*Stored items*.

+-------+

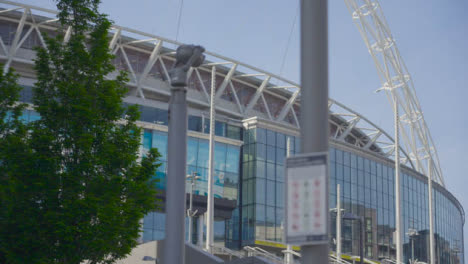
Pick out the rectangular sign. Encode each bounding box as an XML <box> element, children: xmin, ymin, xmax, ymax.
<box><xmin>284</xmin><ymin>152</ymin><xmax>328</xmax><ymax>245</ymax></box>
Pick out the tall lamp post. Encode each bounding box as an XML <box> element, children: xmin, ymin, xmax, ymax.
<box><xmin>343</xmin><ymin>213</ymin><xmax>364</xmax><ymax>264</ymax></box>
<box><xmin>406</xmin><ymin>228</ymin><xmax>419</xmax><ymax>263</ymax></box>
<box><xmin>187</xmin><ymin>172</ymin><xmax>200</xmax><ymax>244</ymax></box>
<box><xmin>300</xmin><ymin>0</ymin><xmax>330</xmax><ymax>264</ymax></box>
<box><xmin>161</xmin><ymin>45</ymin><xmax>205</xmax><ymax>264</ymax></box>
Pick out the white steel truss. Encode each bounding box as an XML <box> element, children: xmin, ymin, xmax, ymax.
<box><xmin>0</xmin><ymin>0</ymin><xmax>421</xmax><ymax>169</ymax></box>
<box><xmin>344</xmin><ymin>0</ymin><xmax>445</xmax><ymax>186</ymax></box>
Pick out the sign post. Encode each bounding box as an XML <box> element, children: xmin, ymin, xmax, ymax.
<box><xmin>285</xmin><ymin>153</ymin><xmax>328</xmax><ymax>245</ymax></box>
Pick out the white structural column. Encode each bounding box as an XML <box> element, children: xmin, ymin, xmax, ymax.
<box><xmin>197</xmin><ymin>214</ymin><xmax>205</xmax><ymax>247</ymax></box>
<box><xmin>336</xmin><ymin>184</ymin><xmax>341</xmax><ymax>263</ymax></box>
<box><xmin>205</xmin><ymin>66</ymin><xmax>216</xmax><ymax>252</ymax></box>
<box><xmin>393</xmin><ymin>94</ymin><xmax>403</xmax><ymax>264</ymax></box>
<box><xmin>427</xmin><ymin>162</ymin><xmax>436</xmax><ymax>264</ymax></box>
<box><xmin>283</xmin><ymin>137</ymin><xmax>294</xmax><ymax>264</ymax></box>
<box><xmin>344</xmin><ymin>0</ymin><xmax>445</xmax><ymax>186</ymax></box>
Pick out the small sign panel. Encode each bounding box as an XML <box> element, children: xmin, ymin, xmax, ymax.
<box><xmin>284</xmin><ymin>153</ymin><xmax>328</xmax><ymax>245</ymax></box>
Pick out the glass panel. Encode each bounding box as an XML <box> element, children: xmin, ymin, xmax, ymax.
<box><xmin>215</xmin><ymin>121</ymin><xmax>226</xmax><ymax>137</ymax></box>
<box><xmin>153</xmin><ymin>131</ymin><xmax>167</xmax><ymax>160</ymax></box>
<box><xmin>226</xmin><ymin>125</ymin><xmax>242</xmax><ymax>140</ymax></box>
<box><xmin>254</xmin><ymin>143</ymin><xmax>266</xmax><ymax>161</ymax></box>
<box><xmin>226</xmin><ymin>145</ymin><xmax>240</xmax><ymax>173</ymax></box>
<box><xmin>255</xmin><ymin>161</ymin><xmax>266</xmax><ymax>178</ymax></box>
<box><xmin>266</xmin><ymin>129</ymin><xmax>276</xmax><ymax>146</ymax></box>
<box><xmin>214</xmin><ymin>142</ymin><xmax>226</xmax><ymax>170</ymax></box>
<box><xmin>266</xmin><ymin>181</ymin><xmax>275</xmax><ymax>206</ymax></box>
<box><xmin>143</xmin><ymin>129</ymin><xmax>153</xmax><ymax>150</ymax></box>
<box><xmin>255</xmin><ymin>179</ymin><xmax>266</xmax><ymax>204</ymax></box>
<box><xmin>276</xmin><ymin>133</ymin><xmax>286</xmax><ymax>149</ymax></box>
<box><xmin>266</xmin><ymin>163</ymin><xmax>275</xmax><ymax>180</ymax></box>
<box><xmin>276</xmin><ymin>148</ymin><xmax>286</xmax><ymax>164</ymax></box>
<box><xmin>187</xmin><ymin>137</ymin><xmax>198</xmax><ymax>166</ymax></box>
<box><xmin>276</xmin><ymin>182</ymin><xmax>284</xmax><ymax>207</ymax></box>
<box><xmin>267</xmin><ymin>145</ymin><xmax>276</xmax><ymax>163</ymax></box>
<box><xmin>197</xmin><ymin>139</ymin><xmax>209</xmax><ymax>168</ymax></box>
<box><xmin>256</xmin><ymin>128</ymin><xmax>266</xmax><ymax>144</ymax></box>
<box><xmin>188</xmin><ymin>116</ymin><xmax>202</xmax><ymax>132</ymax></box>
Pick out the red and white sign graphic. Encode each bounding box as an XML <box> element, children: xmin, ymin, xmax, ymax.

+-------+

*WRITTEN REQUEST*. Pick out each line of the records containing the word "panel" and copy those lines.

*RESPONSE TO THIS EXERCISE*.
Pick out the small sign panel. Encode each bounding box as an XML <box> element, children: xmin, ymin, xmax, ymax.
Pick out the glass panel. Encode each bounding box as an XML <box> element, children: xmin, ymin, xmax, ymax.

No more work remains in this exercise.